> _SET TASK_
Return every line of the listing below that contains the string "lawn", reproducing each such line in full.
== DATA SHOWN
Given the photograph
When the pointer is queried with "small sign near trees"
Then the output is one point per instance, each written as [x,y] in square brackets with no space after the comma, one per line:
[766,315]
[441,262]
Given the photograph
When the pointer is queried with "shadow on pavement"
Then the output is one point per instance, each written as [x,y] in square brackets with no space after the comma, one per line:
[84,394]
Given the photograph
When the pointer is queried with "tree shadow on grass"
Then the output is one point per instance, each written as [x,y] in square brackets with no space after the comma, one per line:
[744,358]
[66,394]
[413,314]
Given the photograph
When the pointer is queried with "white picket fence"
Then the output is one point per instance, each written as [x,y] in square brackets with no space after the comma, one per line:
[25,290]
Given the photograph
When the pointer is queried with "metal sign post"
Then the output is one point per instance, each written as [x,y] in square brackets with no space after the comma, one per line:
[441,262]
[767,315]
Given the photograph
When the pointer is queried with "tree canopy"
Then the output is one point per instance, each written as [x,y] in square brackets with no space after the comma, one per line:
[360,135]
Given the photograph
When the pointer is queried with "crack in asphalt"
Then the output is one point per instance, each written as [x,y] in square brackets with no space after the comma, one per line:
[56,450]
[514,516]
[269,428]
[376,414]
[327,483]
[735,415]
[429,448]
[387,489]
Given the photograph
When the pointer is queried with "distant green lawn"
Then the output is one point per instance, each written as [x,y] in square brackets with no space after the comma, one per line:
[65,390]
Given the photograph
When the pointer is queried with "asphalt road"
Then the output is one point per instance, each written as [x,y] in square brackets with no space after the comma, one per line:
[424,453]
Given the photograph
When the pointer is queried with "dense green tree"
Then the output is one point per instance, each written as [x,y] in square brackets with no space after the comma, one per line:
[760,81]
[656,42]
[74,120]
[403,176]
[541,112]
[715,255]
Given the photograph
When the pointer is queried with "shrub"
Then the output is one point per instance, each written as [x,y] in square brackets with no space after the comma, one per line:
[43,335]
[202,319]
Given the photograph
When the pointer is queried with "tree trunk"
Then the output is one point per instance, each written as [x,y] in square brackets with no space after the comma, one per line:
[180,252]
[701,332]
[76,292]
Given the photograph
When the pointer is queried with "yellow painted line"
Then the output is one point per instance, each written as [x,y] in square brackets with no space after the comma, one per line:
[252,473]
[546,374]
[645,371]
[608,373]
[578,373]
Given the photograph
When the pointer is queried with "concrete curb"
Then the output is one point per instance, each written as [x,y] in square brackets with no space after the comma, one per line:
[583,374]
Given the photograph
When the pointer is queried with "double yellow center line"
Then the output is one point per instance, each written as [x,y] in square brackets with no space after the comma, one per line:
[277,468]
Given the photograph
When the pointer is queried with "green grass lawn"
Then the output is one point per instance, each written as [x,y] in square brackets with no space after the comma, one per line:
====
> _ANSWER TO THIS EXERCISE_
When the pointer is queried with "distant green lawn"
When the pointer is queried with "green grass lawn"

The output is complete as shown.